───── Dataset entries ─────

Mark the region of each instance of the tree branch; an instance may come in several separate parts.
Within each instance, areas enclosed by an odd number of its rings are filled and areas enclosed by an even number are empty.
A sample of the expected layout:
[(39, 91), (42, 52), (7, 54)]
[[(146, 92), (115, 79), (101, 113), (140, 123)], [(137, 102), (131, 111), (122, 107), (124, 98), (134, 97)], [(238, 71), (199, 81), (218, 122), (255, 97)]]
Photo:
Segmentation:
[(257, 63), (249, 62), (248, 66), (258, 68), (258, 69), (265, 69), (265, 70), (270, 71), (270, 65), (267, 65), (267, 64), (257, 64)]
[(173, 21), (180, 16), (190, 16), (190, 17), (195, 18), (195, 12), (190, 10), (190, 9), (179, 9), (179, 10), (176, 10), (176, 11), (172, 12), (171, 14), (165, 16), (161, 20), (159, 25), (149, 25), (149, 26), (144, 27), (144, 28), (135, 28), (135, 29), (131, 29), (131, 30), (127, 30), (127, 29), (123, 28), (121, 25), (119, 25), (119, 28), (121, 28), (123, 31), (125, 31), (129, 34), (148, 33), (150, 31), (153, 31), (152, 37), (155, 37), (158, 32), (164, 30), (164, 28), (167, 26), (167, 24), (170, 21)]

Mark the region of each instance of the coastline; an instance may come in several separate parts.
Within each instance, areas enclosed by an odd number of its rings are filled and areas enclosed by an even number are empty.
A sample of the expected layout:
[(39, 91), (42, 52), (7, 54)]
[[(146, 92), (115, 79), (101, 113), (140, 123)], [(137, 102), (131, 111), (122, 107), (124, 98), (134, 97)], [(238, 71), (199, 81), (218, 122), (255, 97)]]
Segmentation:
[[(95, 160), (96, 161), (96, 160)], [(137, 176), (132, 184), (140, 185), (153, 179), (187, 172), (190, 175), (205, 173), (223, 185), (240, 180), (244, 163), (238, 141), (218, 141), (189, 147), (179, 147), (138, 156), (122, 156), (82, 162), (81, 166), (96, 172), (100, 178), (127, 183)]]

─────

What the task requires → Could you retype every one of the records above without changing a single character?

Output of the task →
Mark the region of each instance of the tree branch; an instance may come in several separate parts.
Within each instance, areas enclosed by an odd number of its rings are filled and areas enclosed by an even number are empty.
A sample of the expected layout:
[(39, 91), (42, 52), (7, 54)]
[[(146, 92), (115, 79), (101, 113), (140, 123)], [(137, 102), (131, 111), (122, 107), (124, 98), (134, 97)], [(238, 71), (199, 81), (218, 122), (255, 97)]]
Photo:
Segmentation:
[(257, 63), (249, 62), (248, 66), (258, 68), (258, 69), (265, 69), (265, 70), (270, 71), (270, 65), (267, 65), (267, 64), (257, 64)]
[(173, 21), (180, 16), (190, 16), (190, 17), (195, 18), (195, 12), (190, 10), (190, 9), (179, 9), (179, 10), (176, 10), (176, 11), (172, 12), (171, 14), (165, 16), (161, 20), (159, 25), (149, 25), (149, 26), (144, 27), (144, 28), (135, 28), (135, 29), (131, 29), (131, 30), (127, 30), (127, 29), (123, 28), (121, 25), (119, 25), (119, 28), (121, 28), (123, 31), (125, 31), (129, 34), (148, 33), (150, 31), (153, 31), (152, 37), (155, 37), (158, 32), (164, 30), (164, 28), (167, 26), (167, 24), (170, 21)]

Mark the region of each instance of the coastline; an instance may come in several separate parts.
Within each instance, areas enclosed by an odd number of its rings are filled and areas enclosed by an even number are empty.
A sample of the expected layout:
[(39, 91), (42, 52), (7, 54)]
[[(146, 92), (115, 79), (101, 113), (140, 123)], [(137, 102), (131, 111), (122, 107), (124, 98), (134, 97)], [(238, 71), (199, 81), (218, 122), (255, 97)]]
Segmentation:
[[(95, 160), (96, 161), (96, 160)], [(137, 176), (132, 184), (140, 185), (153, 179), (187, 172), (190, 175), (205, 173), (223, 185), (240, 180), (244, 163), (238, 141), (218, 141), (189, 147), (179, 147), (138, 156), (122, 156), (82, 162), (81, 166), (96, 172), (100, 178), (127, 183)]]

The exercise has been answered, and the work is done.